Work to be completed: According to the extract below, where and when is the reading from I WILL KEEP YOU ALIVE scheduled?

Extract:
--- START ---

If I was the role model, it would take him thirty years and luck.

In other news…
REMINDER: Adele and I read from I WILL KEEP YOU ALIVE at Books, Inc., 1491 Shattuck, Berkeley, on August 6, at 7:00 p.m. (Free admission, no cover, no minimum.)

Adventures in Marketing: Week 162

No sales.
Gave a “Cheesesteak” to a fellow former workers’ comp lawyer, who, besides really relating to “The Schiz” and traversing some of the same cardio-vascular ground as I, is the only person I know for whom the law was a Plan B after failing to make it as an astrologer.
I thought I had negotiated a swap of an “I Will Keep You Alive” to a yogi from Calcutta, who materialized before my table at the café one morning, in return for a copy of his book on yoga and Parkinson’s, though I do not practice the former or suffer from the latter. “Thank you for your presence,” he said, giving me one of those pressed finger-tips bows. But I never saw him again. (If you can’t trust a yogi, I ask you, who can you trust?)

Now for some recently received words-of-mouth on IWKYA.
1.) “A terrific and original book… A classic, I think.” NYC-area semi-well-known figure in world of independent press and awards.
2.) “A harrowing and moving account of a terrible ordeal.” Retired Boston-area psychotherapist/artist (and cousin).
3.) “Wonderful… incredible… replete with honesty, humor and wonder. It’s a pleasure to have you as company.” Philadelphia-area MSW (and friend).

--- END ---

Dataset content:
--- START ---

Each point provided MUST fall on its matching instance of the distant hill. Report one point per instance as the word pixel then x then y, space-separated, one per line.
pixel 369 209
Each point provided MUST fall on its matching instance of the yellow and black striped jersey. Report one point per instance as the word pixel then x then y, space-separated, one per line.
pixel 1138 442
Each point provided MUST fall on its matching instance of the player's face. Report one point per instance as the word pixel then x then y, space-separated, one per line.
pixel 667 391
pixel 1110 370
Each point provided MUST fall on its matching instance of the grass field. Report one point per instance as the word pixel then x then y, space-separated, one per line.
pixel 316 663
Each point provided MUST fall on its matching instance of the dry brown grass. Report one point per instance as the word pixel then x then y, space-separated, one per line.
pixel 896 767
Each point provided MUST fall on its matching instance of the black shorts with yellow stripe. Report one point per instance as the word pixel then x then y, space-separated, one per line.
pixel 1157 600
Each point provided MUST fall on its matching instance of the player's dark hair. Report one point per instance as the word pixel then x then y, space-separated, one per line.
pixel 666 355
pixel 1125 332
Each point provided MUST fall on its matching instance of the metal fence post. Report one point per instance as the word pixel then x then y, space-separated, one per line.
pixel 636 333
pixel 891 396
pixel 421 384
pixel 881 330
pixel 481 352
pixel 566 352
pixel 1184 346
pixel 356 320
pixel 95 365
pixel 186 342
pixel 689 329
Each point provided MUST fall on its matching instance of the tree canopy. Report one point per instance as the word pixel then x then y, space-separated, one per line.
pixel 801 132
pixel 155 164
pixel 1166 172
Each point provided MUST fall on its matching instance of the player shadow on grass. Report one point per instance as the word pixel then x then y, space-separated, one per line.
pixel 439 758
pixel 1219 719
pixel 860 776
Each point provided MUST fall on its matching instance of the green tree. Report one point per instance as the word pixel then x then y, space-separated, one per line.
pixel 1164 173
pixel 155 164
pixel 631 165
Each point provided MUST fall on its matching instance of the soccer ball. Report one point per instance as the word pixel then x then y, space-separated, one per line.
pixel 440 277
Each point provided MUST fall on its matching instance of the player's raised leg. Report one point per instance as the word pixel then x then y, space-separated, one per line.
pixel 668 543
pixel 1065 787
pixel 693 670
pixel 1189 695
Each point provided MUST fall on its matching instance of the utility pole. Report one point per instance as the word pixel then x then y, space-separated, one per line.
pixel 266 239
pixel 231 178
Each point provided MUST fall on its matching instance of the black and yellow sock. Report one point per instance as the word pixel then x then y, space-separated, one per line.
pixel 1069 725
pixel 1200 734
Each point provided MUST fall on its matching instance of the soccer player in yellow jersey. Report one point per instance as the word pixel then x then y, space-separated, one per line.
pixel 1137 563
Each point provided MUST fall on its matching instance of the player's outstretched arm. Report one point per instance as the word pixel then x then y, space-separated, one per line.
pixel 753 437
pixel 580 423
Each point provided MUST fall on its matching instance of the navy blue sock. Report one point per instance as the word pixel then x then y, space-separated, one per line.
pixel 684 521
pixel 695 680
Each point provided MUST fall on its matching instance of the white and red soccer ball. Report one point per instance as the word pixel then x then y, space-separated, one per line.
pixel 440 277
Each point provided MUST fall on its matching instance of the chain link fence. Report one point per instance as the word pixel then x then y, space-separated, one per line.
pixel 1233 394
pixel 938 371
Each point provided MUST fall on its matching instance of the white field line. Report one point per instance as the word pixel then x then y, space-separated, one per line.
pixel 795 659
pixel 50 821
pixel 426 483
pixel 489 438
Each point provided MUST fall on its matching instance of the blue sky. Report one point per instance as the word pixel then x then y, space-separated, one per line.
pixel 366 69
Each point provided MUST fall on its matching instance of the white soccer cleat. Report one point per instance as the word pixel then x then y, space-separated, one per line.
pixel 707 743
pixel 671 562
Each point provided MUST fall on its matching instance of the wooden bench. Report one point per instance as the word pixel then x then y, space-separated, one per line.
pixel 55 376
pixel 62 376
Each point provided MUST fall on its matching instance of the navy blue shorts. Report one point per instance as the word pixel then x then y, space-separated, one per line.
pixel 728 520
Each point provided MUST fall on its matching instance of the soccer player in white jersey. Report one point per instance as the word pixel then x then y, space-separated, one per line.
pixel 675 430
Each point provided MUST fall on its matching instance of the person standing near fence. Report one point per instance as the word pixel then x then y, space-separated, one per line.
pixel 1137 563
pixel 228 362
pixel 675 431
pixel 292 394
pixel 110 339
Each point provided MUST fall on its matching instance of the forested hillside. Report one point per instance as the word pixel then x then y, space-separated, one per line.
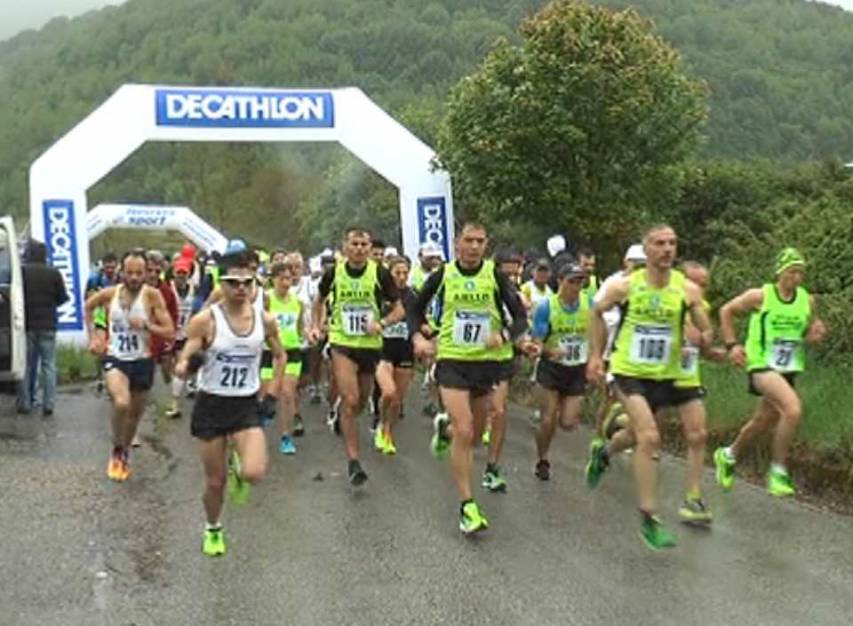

--- END ---

Response to the task: At Books, Inc., 1491 Shattuck, Berkeley, on August 6, at 7:00 p.m.